On Wednesday, 2 August 2017 at 17:37:09 UTC, Steven Schveighoffer
wrote:
What is expected? What I see on the screen when I run my code
is:
[Ü]
Upper case?
What I see when I run your "working" code is:
[?]
Your terminal is incapable of rendering the Latin-1 encoding. The
program prints one byte of value 0xfc. You may pipe the output
into hexdump -C:
00000000 5b fc 5d 0a |[ü].|
00000004
You are missing the point that your input string is invalid.
It's perfectly okay to put any value a octet can take into an
octet. I did not claim that the data in the string memory is
syntactically valid UTF-8. Read the comment in line 9 of my post
of 15:02:22.
std.algorithm is not validating the entire string,
True and it should not. So this is what I want.
and so it doesn't throw an error like string.stripLeft does.
That is the point. You wrote
| I wouldn't expect good performance from this, as there is
auto-decoding all
| over the place.
I erroneously thought that using byCodeUnit disables the whole
UTF-8 processing and enforces operation on (u)bytes. But this is
not the case at least not for stripLeft and probably other string
functions.
writeln doesn't do any decoding of individual strings. It
avoids the problem and just copies your bad data directly.
That is what I expected.
◇ ◇ ◇ ◇ ◇ ◇ ◇
From the forum thread about byCodeUnit and stripLeft, pull out the passage that begins with the words "std.algorithm is not" and ends with "bad data directly.", copying it character for character.

> DATASET EXCERPT:
◇ ◇ ◇ ◇ ◇ ◇ ◇
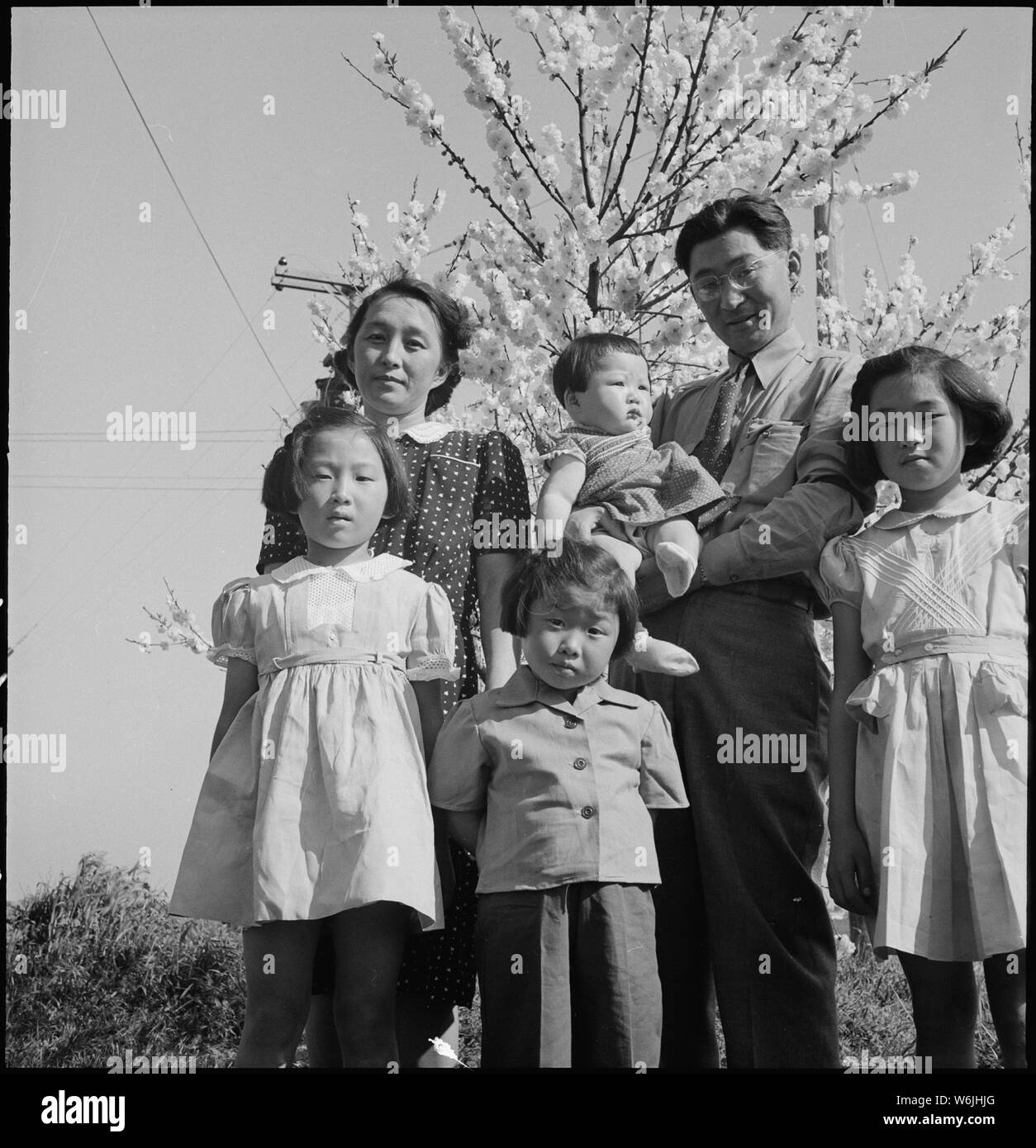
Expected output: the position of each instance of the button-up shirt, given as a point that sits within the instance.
(565, 785)
(788, 467)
◇ ◇ ◇ ◇ ◇ ◇ ◇
> SOLUTION FOR THIS TASK:
std.algorithm is not validating the entire string,
True and it should not. So this is what I want.
and so it doesn't throw an error like string.stripLeft does.
That is the point. You wrote
| I wouldn't expect good performance from this, as there is
auto-decoding all
| over the place.
I erroneously thought that using byCodeUnit disables the whole
UTF-8 processing and enforces operation on (u)bytes. But this is
not the case at least not for stripLeft and probably other string
functions.
writeln doesn't do any decoding of individual strings. It
avoids the problem and just copies your bad data directly.